__Exercise goal__. Repeat, exactly and only, the lines from the one containing "The component shall mark one dot per instance of the glowing" to the last line, inclusive; do not repeat the pictures.

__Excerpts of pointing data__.
- - - - -

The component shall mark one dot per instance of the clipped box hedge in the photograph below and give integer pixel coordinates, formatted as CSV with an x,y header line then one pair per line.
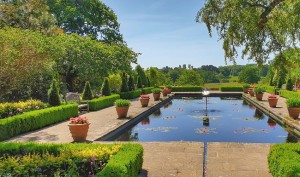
x,y
270,89
186,89
289,94
148,90
284,160
24,159
103,102
231,89
33,120
131,94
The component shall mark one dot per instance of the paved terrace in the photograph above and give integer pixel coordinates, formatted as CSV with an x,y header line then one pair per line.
x,y
181,159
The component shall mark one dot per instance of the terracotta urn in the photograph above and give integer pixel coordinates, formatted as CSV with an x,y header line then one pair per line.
x,y
294,112
156,96
122,111
259,96
144,101
272,102
79,131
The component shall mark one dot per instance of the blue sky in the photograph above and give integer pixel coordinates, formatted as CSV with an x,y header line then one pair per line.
x,y
166,33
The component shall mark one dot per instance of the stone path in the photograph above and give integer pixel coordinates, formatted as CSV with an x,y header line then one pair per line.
x,y
179,159
237,160
102,122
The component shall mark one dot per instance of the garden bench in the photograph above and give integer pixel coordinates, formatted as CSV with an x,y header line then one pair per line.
x,y
75,98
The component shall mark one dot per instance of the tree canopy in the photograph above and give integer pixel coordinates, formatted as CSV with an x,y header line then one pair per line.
x,y
258,28
87,17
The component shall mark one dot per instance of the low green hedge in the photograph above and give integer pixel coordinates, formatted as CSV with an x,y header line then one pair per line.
x,y
33,120
270,89
103,102
284,160
289,94
231,89
186,89
119,160
148,90
131,94
127,163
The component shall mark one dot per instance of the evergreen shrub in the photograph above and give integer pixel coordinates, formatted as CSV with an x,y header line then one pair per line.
x,y
53,94
103,102
87,92
33,120
105,89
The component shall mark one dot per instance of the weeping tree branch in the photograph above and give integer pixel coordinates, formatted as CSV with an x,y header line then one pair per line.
x,y
268,10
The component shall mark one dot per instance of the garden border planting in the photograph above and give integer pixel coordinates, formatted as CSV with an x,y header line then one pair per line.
x,y
283,159
33,120
289,94
123,159
103,102
131,94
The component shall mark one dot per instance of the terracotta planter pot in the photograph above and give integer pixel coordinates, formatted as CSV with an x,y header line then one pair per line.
x,y
156,96
245,90
273,102
259,96
122,111
79,131
294,112
144,101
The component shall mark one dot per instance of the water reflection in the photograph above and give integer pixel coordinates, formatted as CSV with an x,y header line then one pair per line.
x,y
271,123
157,113
259,114
128,136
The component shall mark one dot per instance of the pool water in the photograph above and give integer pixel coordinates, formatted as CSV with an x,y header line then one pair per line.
x,y
215,120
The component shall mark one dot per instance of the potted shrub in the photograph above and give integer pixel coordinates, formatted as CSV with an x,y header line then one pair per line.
x,y
169,87
144,99
293,105
246,87
156,93
272,99
251,91
79,127
259,92
165,91
122,107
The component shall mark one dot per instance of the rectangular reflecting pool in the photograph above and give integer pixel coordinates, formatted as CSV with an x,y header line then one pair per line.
x,y
208,119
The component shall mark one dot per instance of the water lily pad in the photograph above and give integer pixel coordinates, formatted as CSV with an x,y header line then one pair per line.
x,y
250,130
205,130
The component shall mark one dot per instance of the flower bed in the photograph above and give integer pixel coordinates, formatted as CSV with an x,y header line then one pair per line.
x,y
33,120
284,160
32,159
11,109
103,102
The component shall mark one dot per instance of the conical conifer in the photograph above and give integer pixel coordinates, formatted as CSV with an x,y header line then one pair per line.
x,y
87,91
53,94
105,89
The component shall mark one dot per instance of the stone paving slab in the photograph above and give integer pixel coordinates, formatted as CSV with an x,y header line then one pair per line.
x,y
237,160
102,122
167,159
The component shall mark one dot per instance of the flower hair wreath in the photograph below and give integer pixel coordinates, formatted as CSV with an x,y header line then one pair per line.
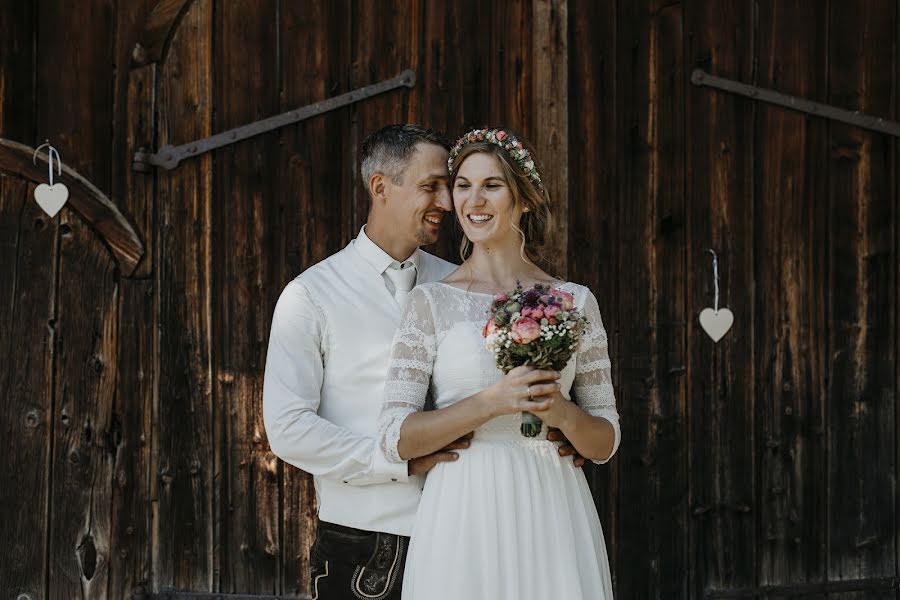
x,y
508,142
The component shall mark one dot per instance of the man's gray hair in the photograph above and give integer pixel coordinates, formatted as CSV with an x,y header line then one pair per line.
x,y
388,150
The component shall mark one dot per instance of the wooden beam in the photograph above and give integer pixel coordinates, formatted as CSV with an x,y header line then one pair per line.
x,y
98,211
162,21
551,109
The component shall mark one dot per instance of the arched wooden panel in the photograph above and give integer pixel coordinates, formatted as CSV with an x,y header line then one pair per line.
x,y
94,207
162,22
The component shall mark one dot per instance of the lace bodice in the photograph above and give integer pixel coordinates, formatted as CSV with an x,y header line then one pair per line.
x,y
439,349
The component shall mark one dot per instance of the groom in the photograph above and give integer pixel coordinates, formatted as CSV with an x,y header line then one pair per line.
x,y
328,359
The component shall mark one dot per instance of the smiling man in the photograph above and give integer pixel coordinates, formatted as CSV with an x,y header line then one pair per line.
x,y
327,362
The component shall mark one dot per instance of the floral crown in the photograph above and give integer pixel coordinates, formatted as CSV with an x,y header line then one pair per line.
x,y
514,148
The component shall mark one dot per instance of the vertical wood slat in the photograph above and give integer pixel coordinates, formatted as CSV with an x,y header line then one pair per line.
x,y
592,232
28,252
550,94
131,556
721,384
651,561
182,431
789,357
314,194
451,73
385,43
862,520
246,476
17,65
130,550
81,453
84,440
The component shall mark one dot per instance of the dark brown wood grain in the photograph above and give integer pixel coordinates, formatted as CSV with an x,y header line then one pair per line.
x,y
91,204
28,251
84,434
133,385
550,100
184,416
719,215
130,556
862,289
244,217
386,37
788,247
17,64
594,146
315,200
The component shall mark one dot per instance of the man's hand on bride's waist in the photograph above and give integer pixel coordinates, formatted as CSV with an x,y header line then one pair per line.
x,y
423,464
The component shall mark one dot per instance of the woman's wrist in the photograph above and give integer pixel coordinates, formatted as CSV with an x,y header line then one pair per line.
x,y
570,418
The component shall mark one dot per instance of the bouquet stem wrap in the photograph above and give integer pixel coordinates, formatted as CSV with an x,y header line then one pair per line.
x,y
538,326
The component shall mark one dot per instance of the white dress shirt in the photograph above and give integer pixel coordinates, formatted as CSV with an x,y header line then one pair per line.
x,y
326,367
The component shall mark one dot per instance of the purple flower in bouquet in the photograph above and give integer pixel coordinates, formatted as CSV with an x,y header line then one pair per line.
x,y
538,326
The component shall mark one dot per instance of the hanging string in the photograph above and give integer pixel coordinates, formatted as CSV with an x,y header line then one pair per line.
x,y
50,152
715,278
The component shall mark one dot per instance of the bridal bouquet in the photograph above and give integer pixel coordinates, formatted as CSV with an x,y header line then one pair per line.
x,y
538,327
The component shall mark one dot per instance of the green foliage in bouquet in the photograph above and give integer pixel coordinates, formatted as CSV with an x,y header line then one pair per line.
x,y
539,327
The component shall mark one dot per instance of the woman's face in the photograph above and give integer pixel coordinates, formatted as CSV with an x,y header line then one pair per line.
x,y
484,202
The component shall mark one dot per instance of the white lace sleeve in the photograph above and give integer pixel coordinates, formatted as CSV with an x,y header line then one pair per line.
x,y
409,372
592,388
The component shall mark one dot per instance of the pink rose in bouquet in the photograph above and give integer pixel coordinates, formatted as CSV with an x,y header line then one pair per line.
x,y
525,331
538,326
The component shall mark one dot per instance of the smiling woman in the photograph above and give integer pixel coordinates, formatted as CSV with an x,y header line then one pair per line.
x,y
498,169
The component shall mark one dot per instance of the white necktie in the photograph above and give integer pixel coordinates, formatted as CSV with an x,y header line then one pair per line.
x,y
404,280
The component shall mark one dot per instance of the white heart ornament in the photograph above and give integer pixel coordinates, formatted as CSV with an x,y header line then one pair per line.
x,y
716,323
51,198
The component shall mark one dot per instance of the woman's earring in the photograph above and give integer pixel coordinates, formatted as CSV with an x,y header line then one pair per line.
x,y
50,198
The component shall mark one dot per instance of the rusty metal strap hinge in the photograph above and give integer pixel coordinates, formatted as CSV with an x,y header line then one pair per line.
x,y
140,594
879,584
700,77
169,157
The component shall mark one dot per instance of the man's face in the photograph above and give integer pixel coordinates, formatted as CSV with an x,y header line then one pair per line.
x,y
419,204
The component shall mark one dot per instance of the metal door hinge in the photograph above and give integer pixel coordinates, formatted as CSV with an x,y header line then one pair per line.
x,y
169,157
700,77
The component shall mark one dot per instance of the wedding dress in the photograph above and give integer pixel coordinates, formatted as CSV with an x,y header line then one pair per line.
x,y
510,519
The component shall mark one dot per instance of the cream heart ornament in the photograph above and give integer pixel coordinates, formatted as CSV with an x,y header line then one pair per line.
x,y
716,323
51,198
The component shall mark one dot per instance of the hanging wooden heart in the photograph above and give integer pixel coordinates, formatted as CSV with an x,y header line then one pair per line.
x,y
716,323
51,198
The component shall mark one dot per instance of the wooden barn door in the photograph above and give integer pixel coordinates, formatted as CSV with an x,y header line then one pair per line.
x,y
233,226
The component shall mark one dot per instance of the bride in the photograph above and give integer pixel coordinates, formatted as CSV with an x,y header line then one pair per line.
x,y
509,519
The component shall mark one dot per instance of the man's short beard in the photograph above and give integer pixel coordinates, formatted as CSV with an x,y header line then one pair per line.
x,y
423,238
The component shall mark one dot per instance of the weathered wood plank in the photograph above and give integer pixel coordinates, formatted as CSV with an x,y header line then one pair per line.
x,y
789,249
28,250
386,42
130,545
652,559
244,213
133,128
75,114
550,100
182,432
862,440
85,198
592,231
18,23
450,69
719,141
84,447
315,199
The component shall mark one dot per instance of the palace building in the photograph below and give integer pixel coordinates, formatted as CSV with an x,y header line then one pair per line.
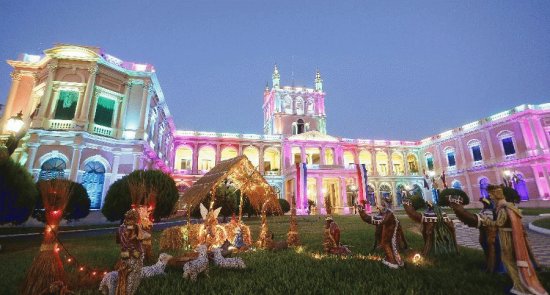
x,y
93,118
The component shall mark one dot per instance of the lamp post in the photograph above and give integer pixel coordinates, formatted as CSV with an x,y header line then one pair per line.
x,y
353,189
13,126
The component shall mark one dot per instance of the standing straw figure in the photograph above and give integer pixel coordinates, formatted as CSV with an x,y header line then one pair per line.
x,y
515,249
131,253
47,267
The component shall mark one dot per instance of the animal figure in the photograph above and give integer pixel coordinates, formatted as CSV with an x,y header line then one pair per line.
x,y
110,279
193,268
157,268
219,260
210,232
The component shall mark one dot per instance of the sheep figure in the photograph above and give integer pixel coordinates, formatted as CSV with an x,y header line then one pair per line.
x,y
110,279
219,260
157,268
193,268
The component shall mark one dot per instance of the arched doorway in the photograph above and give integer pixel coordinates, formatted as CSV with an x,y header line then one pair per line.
x,y
53,168
93,180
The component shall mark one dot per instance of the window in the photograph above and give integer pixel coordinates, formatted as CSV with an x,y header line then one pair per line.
x,y
104,111
508,145
300,125
430,163
92,180
476,152
451,158
66,105
52,169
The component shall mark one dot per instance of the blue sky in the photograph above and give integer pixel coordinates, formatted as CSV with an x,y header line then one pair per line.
x,y
391,69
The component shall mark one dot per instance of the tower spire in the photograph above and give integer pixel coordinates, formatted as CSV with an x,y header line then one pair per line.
x,y
276,77
318,81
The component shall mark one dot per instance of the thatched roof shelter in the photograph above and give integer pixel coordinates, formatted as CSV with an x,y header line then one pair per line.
x,y
242,173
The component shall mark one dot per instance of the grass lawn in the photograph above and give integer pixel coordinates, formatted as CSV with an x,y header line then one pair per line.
x,y
296,271
544,223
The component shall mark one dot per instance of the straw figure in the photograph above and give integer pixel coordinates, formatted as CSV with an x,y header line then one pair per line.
x,y
47,267
266,237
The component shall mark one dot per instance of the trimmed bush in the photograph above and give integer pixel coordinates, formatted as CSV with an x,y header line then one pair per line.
x,y
18,193
285,206
118,200
78,206
444,196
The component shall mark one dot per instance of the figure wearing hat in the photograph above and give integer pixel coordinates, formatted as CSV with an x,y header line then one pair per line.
x,y
331,241
514,246
388,235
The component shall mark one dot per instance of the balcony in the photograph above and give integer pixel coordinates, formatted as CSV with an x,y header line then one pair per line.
x,y
61,124
102,130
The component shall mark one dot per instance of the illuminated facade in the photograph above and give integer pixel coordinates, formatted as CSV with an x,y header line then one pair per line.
x,y
94,118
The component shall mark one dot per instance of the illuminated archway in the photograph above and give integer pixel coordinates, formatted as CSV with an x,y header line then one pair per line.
x,y
382,162
271,160
207,158
397,162
253,155
184,158
228,153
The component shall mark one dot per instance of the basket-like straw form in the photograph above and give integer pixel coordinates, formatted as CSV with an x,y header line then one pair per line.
x,y
47,267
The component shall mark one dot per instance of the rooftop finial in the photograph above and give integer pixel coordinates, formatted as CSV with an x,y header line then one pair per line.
x,y
276,77
318,81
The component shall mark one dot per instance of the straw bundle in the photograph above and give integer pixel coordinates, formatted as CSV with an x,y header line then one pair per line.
x,y
47,267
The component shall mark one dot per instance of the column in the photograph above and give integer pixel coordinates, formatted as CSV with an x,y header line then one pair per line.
x,y
83,110
15,79
122,111
32,156
489,142
75,162
261,159
46,101
195,165
320,196
373,162
114,170
147,90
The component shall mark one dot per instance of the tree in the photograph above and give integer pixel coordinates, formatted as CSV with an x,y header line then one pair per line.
x,y
78,205
17,192
118,200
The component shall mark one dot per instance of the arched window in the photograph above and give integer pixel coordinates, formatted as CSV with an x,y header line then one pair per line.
x,y
207,158
92,180
413,163
184,158
365,158
253,155
456,184
52,169
483,185
429,161
329,156
287,104
228,153
310,107
382,162
398,165
299,105
271,160
349,160
300,125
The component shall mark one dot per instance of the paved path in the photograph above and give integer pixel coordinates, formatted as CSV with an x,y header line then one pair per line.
x,y
468,237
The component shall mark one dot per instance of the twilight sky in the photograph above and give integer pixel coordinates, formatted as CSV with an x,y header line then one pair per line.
x,y
391,69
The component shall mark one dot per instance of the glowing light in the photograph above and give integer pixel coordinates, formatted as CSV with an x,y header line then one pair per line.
x,y
417,258
128,134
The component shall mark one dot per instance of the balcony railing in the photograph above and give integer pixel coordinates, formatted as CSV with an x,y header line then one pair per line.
x,y
61,124
102,130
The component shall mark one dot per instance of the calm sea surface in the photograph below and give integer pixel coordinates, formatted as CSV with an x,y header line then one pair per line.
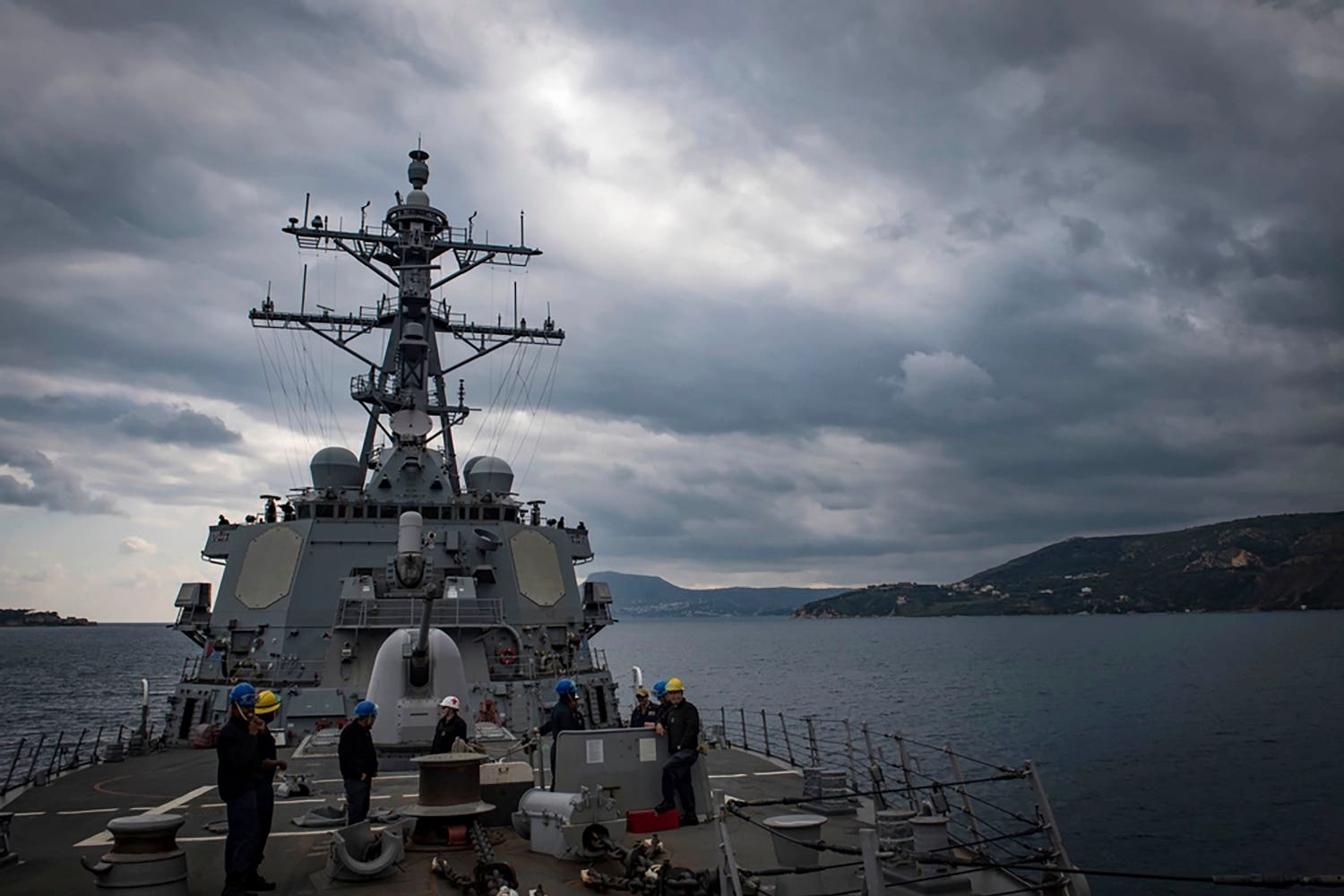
x,y
1176,743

- - - - -

__Reply to the exercise__.
The component shall mark one dot per instance of the glowing light in the photograph above and give integer pixel coordinates, formatted as CSV with an x,y header line then one pair per line.
x,y
417,258
128,134
The component shall mark one dot per instance of the balcony railing in the photograph above and give integer pixel coordinates, formatted as CSV with an x,y header line then one pair per line.
x,y
61,124
102,130
The component shall mark one dot per instance of the calm sea surface in the photograph below and give integer pixel coordinates, formatted as CSV with an x,y header line then one pair per line.
x,y
1176,743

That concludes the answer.